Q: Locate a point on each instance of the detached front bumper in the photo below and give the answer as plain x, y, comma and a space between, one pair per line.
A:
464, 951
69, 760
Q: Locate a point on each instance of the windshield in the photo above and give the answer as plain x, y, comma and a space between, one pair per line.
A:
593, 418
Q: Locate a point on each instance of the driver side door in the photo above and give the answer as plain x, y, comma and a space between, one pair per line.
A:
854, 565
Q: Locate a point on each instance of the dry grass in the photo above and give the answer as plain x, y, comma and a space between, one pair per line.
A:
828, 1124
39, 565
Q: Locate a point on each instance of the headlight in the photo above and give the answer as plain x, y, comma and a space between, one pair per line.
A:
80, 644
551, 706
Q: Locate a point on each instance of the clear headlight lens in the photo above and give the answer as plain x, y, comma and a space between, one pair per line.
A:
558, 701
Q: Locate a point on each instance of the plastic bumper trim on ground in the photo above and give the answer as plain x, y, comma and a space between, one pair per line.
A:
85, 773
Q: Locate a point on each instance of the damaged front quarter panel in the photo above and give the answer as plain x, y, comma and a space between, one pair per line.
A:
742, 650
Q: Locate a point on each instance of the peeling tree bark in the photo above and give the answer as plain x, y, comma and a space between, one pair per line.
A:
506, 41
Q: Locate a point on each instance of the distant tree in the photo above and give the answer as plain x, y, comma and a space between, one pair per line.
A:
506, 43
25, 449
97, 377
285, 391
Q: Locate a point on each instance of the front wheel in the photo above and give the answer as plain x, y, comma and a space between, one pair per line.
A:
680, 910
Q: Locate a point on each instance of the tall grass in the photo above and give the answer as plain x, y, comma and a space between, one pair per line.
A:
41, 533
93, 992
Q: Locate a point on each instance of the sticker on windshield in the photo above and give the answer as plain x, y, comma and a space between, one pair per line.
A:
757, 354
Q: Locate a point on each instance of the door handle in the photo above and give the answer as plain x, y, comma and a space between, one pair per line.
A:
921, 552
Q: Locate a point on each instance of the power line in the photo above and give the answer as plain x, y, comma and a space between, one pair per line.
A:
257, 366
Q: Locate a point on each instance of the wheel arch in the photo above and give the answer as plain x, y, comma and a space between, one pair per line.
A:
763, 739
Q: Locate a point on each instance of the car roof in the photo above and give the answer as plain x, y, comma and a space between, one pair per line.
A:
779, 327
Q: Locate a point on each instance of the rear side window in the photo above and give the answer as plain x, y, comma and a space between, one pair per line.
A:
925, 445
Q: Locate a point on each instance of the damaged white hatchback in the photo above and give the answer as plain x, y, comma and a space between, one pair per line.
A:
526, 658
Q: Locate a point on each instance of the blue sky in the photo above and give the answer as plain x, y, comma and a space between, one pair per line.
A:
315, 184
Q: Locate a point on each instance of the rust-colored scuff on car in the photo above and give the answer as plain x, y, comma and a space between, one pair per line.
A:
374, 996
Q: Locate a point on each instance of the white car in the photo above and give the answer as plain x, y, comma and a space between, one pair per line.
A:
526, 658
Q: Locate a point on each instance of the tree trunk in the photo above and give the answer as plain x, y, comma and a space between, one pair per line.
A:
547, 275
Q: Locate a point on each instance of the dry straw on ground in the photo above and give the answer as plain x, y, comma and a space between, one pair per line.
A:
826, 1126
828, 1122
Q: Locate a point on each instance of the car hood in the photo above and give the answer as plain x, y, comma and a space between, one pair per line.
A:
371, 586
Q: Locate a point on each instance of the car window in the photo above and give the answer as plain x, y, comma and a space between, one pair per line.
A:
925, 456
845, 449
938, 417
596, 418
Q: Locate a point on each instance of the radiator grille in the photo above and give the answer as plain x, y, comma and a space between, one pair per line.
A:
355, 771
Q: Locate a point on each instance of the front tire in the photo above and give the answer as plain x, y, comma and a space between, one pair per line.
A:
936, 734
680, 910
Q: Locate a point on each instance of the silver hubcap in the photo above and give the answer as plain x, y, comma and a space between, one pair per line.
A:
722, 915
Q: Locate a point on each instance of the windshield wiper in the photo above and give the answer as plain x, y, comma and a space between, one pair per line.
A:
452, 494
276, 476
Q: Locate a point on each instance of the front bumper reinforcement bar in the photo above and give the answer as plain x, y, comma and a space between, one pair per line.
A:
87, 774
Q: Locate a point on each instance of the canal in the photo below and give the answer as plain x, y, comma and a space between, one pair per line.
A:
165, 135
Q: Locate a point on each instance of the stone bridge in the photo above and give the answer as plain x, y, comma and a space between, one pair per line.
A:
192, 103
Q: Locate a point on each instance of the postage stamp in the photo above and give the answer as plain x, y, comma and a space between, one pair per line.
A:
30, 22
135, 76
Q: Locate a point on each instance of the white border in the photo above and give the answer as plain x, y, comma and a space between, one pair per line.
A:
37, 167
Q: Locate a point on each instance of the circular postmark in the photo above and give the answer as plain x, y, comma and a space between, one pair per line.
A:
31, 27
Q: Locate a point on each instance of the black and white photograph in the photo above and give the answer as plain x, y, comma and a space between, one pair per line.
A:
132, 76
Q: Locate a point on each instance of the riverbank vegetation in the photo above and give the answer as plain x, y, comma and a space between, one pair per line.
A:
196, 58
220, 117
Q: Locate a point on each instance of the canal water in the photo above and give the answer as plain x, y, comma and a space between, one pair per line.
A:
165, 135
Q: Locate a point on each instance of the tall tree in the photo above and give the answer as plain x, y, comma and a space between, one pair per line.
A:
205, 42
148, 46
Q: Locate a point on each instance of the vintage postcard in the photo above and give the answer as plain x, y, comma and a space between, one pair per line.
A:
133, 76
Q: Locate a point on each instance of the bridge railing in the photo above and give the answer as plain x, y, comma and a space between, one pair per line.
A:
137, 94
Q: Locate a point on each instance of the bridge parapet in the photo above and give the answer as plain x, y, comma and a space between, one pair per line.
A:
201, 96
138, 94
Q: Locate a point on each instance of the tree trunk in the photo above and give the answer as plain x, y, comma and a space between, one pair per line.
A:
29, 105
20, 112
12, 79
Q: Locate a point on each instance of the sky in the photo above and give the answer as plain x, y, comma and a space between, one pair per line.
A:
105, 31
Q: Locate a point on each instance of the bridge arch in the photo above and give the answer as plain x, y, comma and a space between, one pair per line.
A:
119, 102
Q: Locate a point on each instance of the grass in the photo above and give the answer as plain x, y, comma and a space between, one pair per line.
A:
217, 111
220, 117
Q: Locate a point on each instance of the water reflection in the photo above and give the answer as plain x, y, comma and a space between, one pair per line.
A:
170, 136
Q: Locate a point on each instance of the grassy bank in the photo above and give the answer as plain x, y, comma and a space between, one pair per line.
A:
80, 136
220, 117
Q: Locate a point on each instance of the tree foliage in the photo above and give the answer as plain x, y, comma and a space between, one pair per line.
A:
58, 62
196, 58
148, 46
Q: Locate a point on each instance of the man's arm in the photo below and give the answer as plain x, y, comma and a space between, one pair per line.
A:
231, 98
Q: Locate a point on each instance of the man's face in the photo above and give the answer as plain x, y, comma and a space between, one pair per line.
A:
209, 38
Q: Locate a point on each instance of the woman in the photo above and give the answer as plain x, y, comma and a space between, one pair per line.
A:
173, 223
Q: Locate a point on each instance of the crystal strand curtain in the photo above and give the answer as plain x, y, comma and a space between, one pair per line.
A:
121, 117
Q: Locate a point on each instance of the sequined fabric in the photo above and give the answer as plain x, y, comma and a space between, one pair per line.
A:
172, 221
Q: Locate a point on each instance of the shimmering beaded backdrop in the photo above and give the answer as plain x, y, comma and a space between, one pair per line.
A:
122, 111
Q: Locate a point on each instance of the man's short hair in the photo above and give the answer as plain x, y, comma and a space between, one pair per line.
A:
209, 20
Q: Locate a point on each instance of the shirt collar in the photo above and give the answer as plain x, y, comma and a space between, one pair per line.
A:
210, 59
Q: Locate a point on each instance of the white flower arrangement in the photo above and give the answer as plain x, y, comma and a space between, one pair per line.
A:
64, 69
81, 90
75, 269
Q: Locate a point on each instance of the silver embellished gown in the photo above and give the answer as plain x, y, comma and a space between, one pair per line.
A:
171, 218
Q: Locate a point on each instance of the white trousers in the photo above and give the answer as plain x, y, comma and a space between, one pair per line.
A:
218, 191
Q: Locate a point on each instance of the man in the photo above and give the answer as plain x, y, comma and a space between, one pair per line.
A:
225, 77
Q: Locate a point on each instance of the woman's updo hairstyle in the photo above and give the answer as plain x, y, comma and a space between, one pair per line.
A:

━━━━

» GIVEN EXERCISE
Quote verbatim the line containing "Q: Locate a point on each instance of the white trousers" and every line after it through the end of the records above.

» EXERCISE ANSWER
Q: Locate a point on each instance of the white trousers in the photo above and give the answer as plain x, y, comma and a space between, one pair per line.
A:
218, 191
Q: Locate a point on each instance of the man in the photo above and give the answer as plain x, y, comma and a space between, one pair per line.
A:
225, 77
Q: Locate a point on each instance of the woman's updo hairstyle in the photo above and give the answer as plain x, y, comma and a space between, one pair per line.
A:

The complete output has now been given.